* [The records]:
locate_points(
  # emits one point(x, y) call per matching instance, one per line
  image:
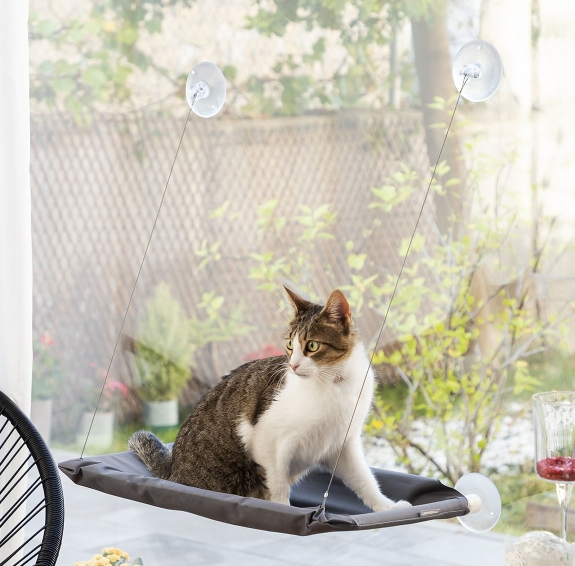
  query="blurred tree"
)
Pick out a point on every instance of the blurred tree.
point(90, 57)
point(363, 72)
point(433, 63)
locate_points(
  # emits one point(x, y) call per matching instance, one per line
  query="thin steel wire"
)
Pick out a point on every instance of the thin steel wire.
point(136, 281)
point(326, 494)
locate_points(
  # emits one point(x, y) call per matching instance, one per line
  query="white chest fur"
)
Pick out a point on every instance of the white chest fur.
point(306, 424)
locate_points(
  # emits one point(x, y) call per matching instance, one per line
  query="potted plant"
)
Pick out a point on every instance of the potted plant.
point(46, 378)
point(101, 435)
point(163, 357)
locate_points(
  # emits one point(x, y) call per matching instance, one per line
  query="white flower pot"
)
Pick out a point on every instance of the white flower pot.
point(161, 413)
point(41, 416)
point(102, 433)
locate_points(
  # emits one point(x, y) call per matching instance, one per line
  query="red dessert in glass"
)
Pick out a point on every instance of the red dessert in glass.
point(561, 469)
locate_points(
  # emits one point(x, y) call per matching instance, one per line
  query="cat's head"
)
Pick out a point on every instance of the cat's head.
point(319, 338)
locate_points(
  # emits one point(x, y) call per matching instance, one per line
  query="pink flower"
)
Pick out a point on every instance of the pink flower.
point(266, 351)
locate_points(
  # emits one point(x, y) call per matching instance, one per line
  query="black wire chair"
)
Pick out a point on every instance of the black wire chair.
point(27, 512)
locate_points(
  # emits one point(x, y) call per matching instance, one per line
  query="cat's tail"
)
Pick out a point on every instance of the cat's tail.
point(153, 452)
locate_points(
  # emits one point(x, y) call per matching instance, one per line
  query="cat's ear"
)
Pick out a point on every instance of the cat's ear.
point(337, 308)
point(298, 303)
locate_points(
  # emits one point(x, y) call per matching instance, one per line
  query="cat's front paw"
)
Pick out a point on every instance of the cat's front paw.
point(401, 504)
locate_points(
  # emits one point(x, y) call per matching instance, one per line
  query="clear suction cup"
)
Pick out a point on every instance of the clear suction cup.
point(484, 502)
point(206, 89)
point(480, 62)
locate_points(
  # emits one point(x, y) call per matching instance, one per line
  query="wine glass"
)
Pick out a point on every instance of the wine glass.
==
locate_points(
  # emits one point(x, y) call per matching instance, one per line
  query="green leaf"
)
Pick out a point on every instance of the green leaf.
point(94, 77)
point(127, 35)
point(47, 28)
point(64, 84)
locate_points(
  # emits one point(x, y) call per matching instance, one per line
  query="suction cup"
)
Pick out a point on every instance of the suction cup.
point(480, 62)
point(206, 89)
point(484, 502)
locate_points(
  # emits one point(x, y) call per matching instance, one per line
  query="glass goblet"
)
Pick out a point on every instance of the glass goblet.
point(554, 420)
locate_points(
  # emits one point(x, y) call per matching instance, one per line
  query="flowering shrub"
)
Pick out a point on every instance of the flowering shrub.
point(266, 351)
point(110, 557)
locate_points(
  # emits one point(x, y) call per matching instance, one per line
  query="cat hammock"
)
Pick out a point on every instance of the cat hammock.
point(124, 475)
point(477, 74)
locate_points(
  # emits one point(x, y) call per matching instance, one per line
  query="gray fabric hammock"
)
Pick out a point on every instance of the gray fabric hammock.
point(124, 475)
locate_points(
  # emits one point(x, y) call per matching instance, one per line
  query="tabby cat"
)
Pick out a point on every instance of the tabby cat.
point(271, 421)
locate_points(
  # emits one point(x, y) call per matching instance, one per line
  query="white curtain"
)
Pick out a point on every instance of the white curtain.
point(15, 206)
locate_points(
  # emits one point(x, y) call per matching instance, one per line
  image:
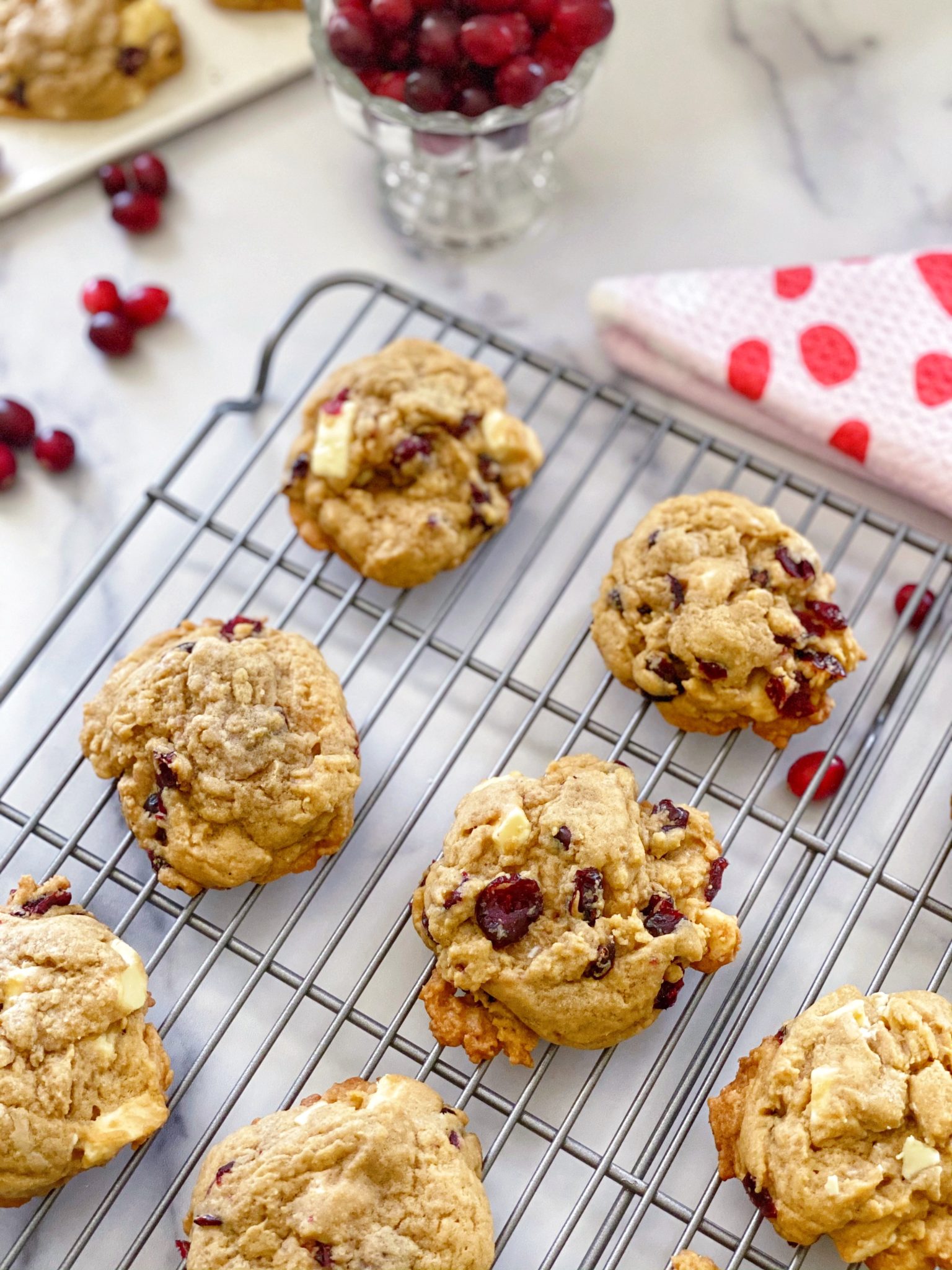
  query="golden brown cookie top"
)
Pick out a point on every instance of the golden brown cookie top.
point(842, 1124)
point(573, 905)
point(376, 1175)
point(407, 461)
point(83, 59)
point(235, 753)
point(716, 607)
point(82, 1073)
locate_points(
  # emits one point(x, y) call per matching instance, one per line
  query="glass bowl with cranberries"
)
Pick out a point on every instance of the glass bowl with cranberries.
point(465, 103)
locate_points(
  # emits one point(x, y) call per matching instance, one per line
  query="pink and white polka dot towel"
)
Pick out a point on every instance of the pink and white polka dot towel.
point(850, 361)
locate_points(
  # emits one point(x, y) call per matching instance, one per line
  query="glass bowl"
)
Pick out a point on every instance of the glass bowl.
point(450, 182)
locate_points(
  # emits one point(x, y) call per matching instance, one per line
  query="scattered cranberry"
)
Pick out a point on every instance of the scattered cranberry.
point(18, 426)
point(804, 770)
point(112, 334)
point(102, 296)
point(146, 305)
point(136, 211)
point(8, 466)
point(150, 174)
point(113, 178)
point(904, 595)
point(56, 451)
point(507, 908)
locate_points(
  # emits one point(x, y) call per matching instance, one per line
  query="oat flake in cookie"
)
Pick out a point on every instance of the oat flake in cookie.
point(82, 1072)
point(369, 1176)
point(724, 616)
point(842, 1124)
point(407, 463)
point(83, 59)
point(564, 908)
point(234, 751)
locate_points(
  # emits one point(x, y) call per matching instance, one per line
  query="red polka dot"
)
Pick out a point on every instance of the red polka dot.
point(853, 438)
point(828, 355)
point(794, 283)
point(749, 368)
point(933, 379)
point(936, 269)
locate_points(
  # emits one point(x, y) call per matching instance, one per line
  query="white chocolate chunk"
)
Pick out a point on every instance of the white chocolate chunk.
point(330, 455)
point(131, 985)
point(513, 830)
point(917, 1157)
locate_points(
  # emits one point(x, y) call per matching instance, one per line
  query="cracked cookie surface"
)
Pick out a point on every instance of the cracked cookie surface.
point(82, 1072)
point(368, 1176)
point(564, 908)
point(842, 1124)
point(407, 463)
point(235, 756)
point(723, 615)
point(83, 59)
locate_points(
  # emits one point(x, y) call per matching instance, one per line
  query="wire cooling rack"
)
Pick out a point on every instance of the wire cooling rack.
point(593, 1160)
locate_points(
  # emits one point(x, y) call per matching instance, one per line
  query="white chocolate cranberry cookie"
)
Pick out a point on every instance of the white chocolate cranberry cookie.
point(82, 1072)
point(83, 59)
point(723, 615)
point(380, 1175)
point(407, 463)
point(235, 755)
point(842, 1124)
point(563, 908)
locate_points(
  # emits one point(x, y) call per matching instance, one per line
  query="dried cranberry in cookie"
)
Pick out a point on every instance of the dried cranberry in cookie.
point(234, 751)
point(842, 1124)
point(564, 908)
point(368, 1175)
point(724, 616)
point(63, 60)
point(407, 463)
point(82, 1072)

* [Work to do]: Which lines of the records contain the word "polka"? Gather every one of them and copy each line in full.

* [Exercise answer]:
  query="pink and white polka dot towel"
Pick out a point on every instance of the pink and white polka dot towel.
  query="red polka dot"
Pick out a point on every instance of the red polka dot.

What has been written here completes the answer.